EXCERPTED TEXT:
····················

Chachchon Ratanarak (ชัชชน รัตนรักษ์; ) is a Thai businessman belonging to the third generation of the Ratanarak family.

The Ratanaraks are one of the 'old money' families in Thailand and have substantial holdings in a number of Thai-based companies including Bank of Ayudhya (branded and commonly referred to as Krungsri Bank), Siam City Cement, Allianz Ayudhya Capital, Matching Maximize Studio, Media Studio, Grand Canal Land and Eastern Star Real Estate as well as holding a majority stake in Bangkok Broadcasting & Television Company (BBTV), which operates Thailand's Channel 7. The group also owns HR Pro Security and Services, one of the largest security firm in Thailand.

····················

TASK INSTRUCTIONS:
1. Transcribe the passage on Chachchon Ratanarak from "Chachchon Ratanarak (ชัชชน" to "firm in Thailand.".
2. From the passage on Chachchon Ratanarak, list the companies named after "including" and before "as well as" in the sentence describing the Ratanarak family's substantial holdings.
3. Carry the passage on Chachchon Ratanarak further, beginning after its final sentence.

Image point grounding data:
····················

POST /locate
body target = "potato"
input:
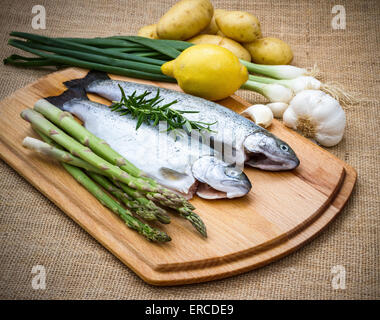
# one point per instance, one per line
(218, 12)
(212, 28)
(269, 51)
(220, 33)
(239, 25)
(236, 48)
(185, 19)
(148, 31)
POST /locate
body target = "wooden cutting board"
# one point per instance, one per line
(282, 212)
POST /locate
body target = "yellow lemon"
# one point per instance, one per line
(208, 71)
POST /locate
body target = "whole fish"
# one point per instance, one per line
(248, 143)
(177, 162)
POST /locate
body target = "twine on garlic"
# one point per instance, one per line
(338, 92)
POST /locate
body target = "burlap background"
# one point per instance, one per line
(33, 231)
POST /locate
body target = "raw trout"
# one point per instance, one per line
(248, 143)
(177, 162)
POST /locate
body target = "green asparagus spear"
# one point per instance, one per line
(160, 213)
(135, 206)
(149, 208)
(81, 151)
(142, 228)
(147, 205)
(66, 121)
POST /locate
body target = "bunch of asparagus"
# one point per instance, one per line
(106, 172)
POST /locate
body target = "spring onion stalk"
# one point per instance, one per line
(150, 43)
(273, 92)
(81, 47)
(104, 42)
(278, 71)
(138, 66)
(176, 44)
(297, 85)
(310, 83)
(59, 59)
(20, 61)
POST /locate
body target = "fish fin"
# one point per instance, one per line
(88, 79)
(70, 94)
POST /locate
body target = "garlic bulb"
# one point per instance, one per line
(277, 93)
(260, 114)
(316, 115)
(278, 108)
(303, 83)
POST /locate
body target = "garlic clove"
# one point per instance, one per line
(277, 93)
(305, 83)
(278, 108)
(316, 115)
(259, 114)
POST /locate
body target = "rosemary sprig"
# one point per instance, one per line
(151, 112)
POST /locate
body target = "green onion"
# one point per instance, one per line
(138, 66)
(91, 65)
(73, 45)
(277, 72)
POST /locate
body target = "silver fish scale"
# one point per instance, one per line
(167, 160)
(230, 128)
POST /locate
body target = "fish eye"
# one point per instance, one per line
(284, 147)
(231, 172)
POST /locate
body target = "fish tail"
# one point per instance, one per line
(70, 94)
(90, 77)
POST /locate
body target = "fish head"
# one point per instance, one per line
(225, 178)
(266, 152)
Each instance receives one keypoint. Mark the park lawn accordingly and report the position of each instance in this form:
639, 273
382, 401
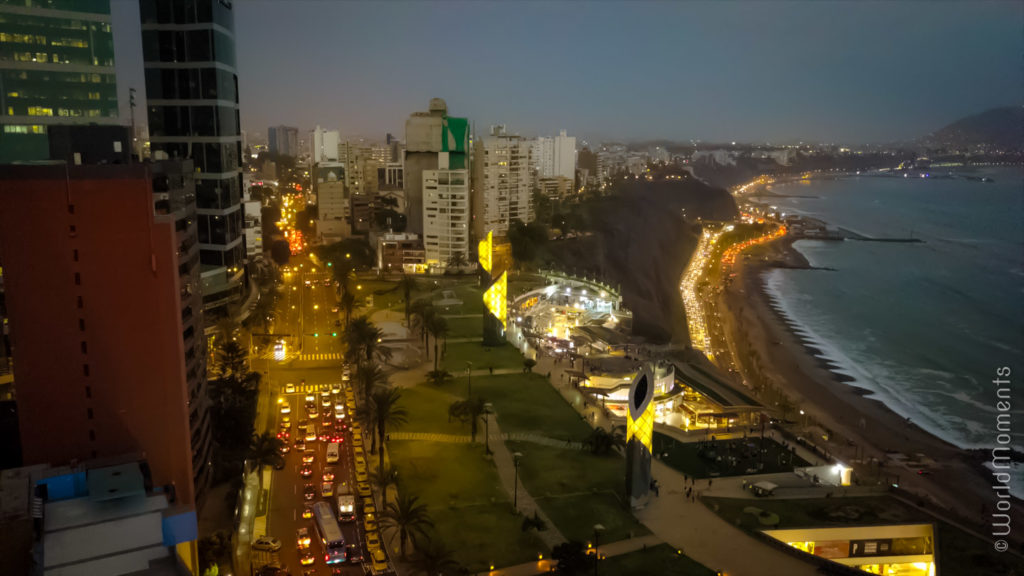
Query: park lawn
427, 408
472, 513
526, 404
465, 327
578, 489
576, 516
503, 357
684, 457
662, 560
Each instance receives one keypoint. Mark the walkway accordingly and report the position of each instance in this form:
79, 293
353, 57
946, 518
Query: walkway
708, 538
545, 566
525, 503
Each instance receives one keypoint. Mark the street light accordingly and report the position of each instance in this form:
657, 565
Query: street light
515, 484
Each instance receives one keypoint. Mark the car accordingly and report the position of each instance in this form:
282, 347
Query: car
268, 543
353, 552
373, 541
379, 561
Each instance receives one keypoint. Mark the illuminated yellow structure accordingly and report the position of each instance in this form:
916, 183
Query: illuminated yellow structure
496, 299
639, 434
891, 549
485, 250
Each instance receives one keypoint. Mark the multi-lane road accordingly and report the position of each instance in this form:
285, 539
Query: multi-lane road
311, 365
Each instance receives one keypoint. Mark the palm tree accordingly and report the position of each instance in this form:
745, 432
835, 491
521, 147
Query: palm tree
469, 411
264, 449
386, 412
437, 327
408, 285
435, 560
383, 478
410, 517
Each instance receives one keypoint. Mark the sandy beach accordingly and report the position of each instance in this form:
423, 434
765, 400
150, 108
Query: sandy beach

····················

PER-TASK ANSWERS:
1.
Chachchon Ratanarak (ชัชชน รัตนรักษ์; ) is a Thai businessman belonging to the third generation of the Ratanarak family.

The Ratanaraks are one of the 'old money' families in Thailand and have substantial holdings in a number of Thai-based companies including Bank of Ayudhya (branded and commonly referred to as Krungsri Bank), Siam City Cement, Allianz Ayudhya Capital, Matching Maximize Studio, Media Studio, Grand Canal Land and Eastern Star Real Estate as well as holding a majority stake in Bangkok Broadcasting & Television Company (BBTV), which operates Thailand's Channel 7. The group also owns HR Pro Security and Services, one of the largest security firm in Thailand.

2.
- Bank of Ayudhya (Krungsri Bank)
- Siam City Cement
- Allianz Ayudhya Capital
- Matching Maximize Studio
- Media Studio
- Grand Canal Land
- Eastern Star Real Estate

3.
==Early life==
Born in 1972, Chachchon is the only child of Krit Ratanarak, chairman of BBTV and head of the Ratanarak Group, and Associate Professor Chaiskran Hiranpruk, PhD. He is the grandson of Chuan Ratanarak, who founded Bank of Ayudhya (known today as Krungsri Bank), Siam City Cement (producer of the Insee Cement brand) and BBTV and was one of Thailand’s last great self-made business Titans.

Chachchon, also known as Ton or Tone, was educated in Thailand until he was 10. He continued his primary and secondary education in England, earning a degree in Economics from University of London in 1996.

==Professional life==
After leaving university, Chachchon declined an offer to join Goldman Sachs and instead chose to work for the family. According to a Thai biographer: "The Ratanarak's empire remains a giant with a bright future, with Chachchon Ratanarak the third generation leader in line to continue and to extend this solid family business's tradition of prosperity."

Chachchon was invited to serve as a judge for the Bangkok Business Challenge, Asia's longest-running global student startup competition, hosted by Sasin School of Management since 2002. The competition features judges who are leading entrepreneurs and investors from the region, and Chachchon was the youngest judge on the panel.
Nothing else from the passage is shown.